▶ Tarefa 1
Como se traduz para inglês esta frase do excerto sobre José Cutileiro: "Também Durão Barroso, antigo primeiro-ministro e antigo líder da Comissão Europeia, reagiu através desta rede social."?
▶ Tarefa 2
Que pessoas são mencionadas pelo nome no excerto sobre José Cutileiro? Indique todas.
▶ Tarefa 3
Repita, sem qualquer alteração, tudo o que o excerto sobre José Cutileiro contém desde "João Gomes Cravinho, ministro" até "desta rede social.".

▶ Excerto do documento
┄┄┄┄┄┄┄┄┄┄┄┄┄┄┄┄┄┄┄┄

Já o Ministério dos Negócios Estrangeiros (MNE) considerou que a morte do embaixador José Cutileiro "deixa a diplomacia portuguesa muito mais pobre" e elogiou o "profissionalismo, dedicação e o modo como prestigiou o país".
"Nas várias missões que desempenhou, foi sempre um excecional servidor das causas e dos interesses de Portugal", lê-se numa mensagem divulgada pelo MNE no Twitter. "O seu profissionalismo e dedicação, o modo como prestigiou o país no estrangeiro e como ocupou importantes cargos internacionais, são um exemplo para todos os diplomatas", concluiu.
João Gomes Cravinho, ministro da Defesa e diplomata, recordou uma "das mentes mais brilhantes dos nossos tempos". "A generosidade intelectual era imensa; em cada uma das crónicas, através da prosa luminosa e do maravilhoso sentido de humor encontramos autênticas pérolas", escreveu o ministro no twitter.
Também Durão Barroso, antigo primeiro-ministro e antigo líder da Comissão Europeia, reagiu através desta rede social.
José Cutileiro entrou para a carreira diplomática em 1974, a convite de Mário Soares, como adido cultural na embaixada de Portugal em Londres, e exerceu numerosos cargos internacionais, entre os quais o de secretário-geral da União da Europa Ocidental (UEO), depois de ter presidido à conferência de paz para a ex-Jugoslávia (1992).

┄┄┄┄┄┄┄┄┄┄┄┄┄┄┄┄┄┄┄┄

▶ Dados a analisar
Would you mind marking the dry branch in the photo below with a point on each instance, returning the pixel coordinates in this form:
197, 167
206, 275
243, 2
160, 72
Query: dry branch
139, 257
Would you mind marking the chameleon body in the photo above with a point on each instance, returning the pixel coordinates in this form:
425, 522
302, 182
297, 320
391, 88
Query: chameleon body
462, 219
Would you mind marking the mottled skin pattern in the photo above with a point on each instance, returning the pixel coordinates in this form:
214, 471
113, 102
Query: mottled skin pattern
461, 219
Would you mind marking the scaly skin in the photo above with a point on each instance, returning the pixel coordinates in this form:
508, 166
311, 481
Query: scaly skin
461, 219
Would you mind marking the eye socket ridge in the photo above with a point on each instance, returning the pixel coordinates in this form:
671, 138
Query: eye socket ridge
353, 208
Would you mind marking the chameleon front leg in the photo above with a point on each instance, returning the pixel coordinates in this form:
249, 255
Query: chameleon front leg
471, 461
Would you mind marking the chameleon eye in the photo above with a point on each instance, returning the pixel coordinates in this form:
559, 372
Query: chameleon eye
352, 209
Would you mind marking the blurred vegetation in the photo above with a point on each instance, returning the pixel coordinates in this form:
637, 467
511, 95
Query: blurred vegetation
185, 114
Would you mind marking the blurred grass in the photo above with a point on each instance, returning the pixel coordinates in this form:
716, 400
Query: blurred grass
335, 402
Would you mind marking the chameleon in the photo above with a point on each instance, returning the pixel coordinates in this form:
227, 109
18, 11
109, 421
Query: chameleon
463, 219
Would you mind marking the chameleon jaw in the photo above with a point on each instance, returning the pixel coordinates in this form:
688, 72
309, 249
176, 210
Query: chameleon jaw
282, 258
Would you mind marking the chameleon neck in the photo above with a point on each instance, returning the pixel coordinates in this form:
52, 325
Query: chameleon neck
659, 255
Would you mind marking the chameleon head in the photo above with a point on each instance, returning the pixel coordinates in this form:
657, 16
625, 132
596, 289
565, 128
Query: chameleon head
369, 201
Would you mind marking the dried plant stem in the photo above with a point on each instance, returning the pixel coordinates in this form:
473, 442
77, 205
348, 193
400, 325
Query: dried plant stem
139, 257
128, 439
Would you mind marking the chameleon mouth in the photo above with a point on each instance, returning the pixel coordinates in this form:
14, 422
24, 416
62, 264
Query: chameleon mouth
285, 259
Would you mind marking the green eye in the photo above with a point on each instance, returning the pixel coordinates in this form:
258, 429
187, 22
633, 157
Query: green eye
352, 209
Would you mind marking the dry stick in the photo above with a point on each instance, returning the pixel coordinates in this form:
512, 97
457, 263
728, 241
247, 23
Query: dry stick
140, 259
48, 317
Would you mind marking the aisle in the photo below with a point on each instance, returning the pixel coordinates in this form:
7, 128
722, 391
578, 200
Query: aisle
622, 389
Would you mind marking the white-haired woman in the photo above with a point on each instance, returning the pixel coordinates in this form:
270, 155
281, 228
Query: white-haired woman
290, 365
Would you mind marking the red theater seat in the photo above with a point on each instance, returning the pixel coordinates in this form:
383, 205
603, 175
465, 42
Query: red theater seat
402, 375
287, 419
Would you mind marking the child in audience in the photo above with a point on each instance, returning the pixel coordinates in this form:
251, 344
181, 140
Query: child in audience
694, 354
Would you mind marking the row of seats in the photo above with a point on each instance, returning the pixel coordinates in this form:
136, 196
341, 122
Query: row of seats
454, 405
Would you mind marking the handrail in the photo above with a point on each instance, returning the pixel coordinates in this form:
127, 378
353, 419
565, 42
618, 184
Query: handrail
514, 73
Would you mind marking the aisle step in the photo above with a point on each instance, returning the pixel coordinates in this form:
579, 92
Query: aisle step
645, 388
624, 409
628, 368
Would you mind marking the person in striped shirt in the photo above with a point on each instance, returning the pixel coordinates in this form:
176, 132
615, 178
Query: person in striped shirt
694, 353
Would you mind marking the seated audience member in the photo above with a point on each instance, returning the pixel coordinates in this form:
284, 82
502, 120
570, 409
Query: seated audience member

┄┄┄┄┄┄┄┄┄┄┄┄┄┄┄┄┄┄┄┄

▶ Resposta escrita 1
Durão Barroso, former prime minister and former head of the European Commission, also reacted through this social network.

▶ Resposta escrita 2
José Cutileiro, João Gomes Cravinho, Durão Barroso, Mário Soares

▶ Resposta escrita 3
João Gomes Cravinho, ministro da Defesa e diplomata, recordou uma "das mentes mais brilhantes dos nossos tempos". "A generosidade intelectual era imensa; em cada uma das crónicas, através da prosa luminosa e do maravilhoso sentido de humor encontramos autênticas pérolas", escreveu o ministro no twitter.
Também Durão Barroso, antigo primeiro-ministro e antigo líder da Comissão Europeia, reagiu através desta rede social.